:: Instructions for the task ::
Copy out each of the lines below word for word, with nothing changed, added, or left out.

--- START ---

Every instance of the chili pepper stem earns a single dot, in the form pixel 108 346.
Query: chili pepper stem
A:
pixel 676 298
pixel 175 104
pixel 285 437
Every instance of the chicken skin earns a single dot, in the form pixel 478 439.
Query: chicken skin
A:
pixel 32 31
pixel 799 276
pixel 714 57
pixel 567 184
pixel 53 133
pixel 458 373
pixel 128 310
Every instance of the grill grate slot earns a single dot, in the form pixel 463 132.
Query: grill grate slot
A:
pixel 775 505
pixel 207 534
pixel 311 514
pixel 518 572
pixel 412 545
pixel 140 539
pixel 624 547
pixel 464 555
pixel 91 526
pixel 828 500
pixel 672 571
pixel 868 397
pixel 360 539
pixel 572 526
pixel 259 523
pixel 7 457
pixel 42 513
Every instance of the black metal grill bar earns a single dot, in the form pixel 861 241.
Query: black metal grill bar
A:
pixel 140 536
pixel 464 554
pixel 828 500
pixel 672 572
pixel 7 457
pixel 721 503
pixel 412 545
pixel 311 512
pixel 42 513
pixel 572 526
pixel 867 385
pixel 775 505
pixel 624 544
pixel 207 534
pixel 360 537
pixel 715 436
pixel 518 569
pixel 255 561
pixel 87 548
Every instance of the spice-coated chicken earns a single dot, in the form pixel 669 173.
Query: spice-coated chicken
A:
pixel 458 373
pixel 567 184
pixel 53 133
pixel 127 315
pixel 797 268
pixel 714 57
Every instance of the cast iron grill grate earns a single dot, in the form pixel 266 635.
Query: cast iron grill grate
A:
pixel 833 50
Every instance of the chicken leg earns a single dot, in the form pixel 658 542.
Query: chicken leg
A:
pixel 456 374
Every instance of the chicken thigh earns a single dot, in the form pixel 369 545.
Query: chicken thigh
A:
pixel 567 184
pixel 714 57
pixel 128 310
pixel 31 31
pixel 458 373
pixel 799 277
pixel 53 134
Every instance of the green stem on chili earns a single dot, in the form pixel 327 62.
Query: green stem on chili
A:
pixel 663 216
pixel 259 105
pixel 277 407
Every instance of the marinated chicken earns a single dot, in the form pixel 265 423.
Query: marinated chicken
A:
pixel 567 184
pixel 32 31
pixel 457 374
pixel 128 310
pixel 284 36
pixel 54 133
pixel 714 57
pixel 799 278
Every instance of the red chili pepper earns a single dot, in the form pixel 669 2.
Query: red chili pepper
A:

--- END ---

:: Expected answer ::
Every instance of the chili pepper stem earns a single dot, in the form pixel 108 346.
Query: chili pepper stem
A:
pixel 676 298
pixel 175 104
pixel 285 437
Every instance of the chicken skin earns a single dot, in the form pixel 478 439.
Query: chicken skin
A:
pixel 32 31
pixel 799 276
pixel 714 57
pixel 567 184
pixel 53 133
pixel 458 373
pixel 128 310
Every instance of the grill grate slot earns a single dot, in the form pixel 463 132.
Query: grill grate slot
A:
pixel 775 505
pixel 207 534
pixel 311 514
pixel 518 572
pixel 412 545
pixel 140 539
pixel 624 547
pixel 464 555
pixel 91 526
pixel 828 500
pixel 672 571
pixel 868 397
pixel 360 539
pixel 572 526
pixel 259 523
pixel 7 457
pixel 42 513
Every instance of the black metal grill bar earns a single dot, in the form pixel 861 241.
Query: black metal grill bar
A:
pixel 140 536
pixel 464 554
pixel 828 500
pixel 672 572
pixel 7 457
pixel 721 503
pixel 412 545
pixel 311 512
pixel 42 513
pixel 572 526
pixel 867 385
pixel 775 505
pixel 624 544
pixel 207 534
pixel 360 537
pixel 715 436
pixel 518 569
pixel 255 561
pixel 87 548
Every instance of the spice-coated chicken earns a single dot, in the form pixel 669 173.
Query: spice-coated chicken
A:
pixel 458 373
pixel 567 184
pixel 53 133
pixel 127 315
pixel 797 268
pixel 714 57
Every instance of the cast iron grill grate earns a single dot, in the form pixel 266 635.
Query: cast iron grill grate
A:
pixel 833 50
Every instance of the chicken leg earns a single dot, in the form pixel 658 542.
Query: chicken leg
A:
pixel 456 374
Every instance of the chicken thigh earns a single dot, in the form pixel 369 545.
Query: chicken thigh
A:
pixel 567 184
pixel 714 57
pixel 128 310
pixel 31 31
pixel 458 373
pixel 799 277
pixel 53 134
Every instance of the green stem on chili earns a single dot, in the form pixel 327 62.
Query: green stem on chili
A:
pixel 663 216
pixel 259 105
pixel 277 407
Every instance of the marinated chicken earns a single dot, in the form pixel 265 423.
Query: marinated chicken
A:
pixel 567 184
pixel 32 31
pixel 457 374
pixel 128 310
pixel 284 36
pixel 54 133
pixel 714 57
pixel 799 278
Every instance of the red chili pepper earns a single dot, in the form pixel 669 2.
Query: red chili pepper
A:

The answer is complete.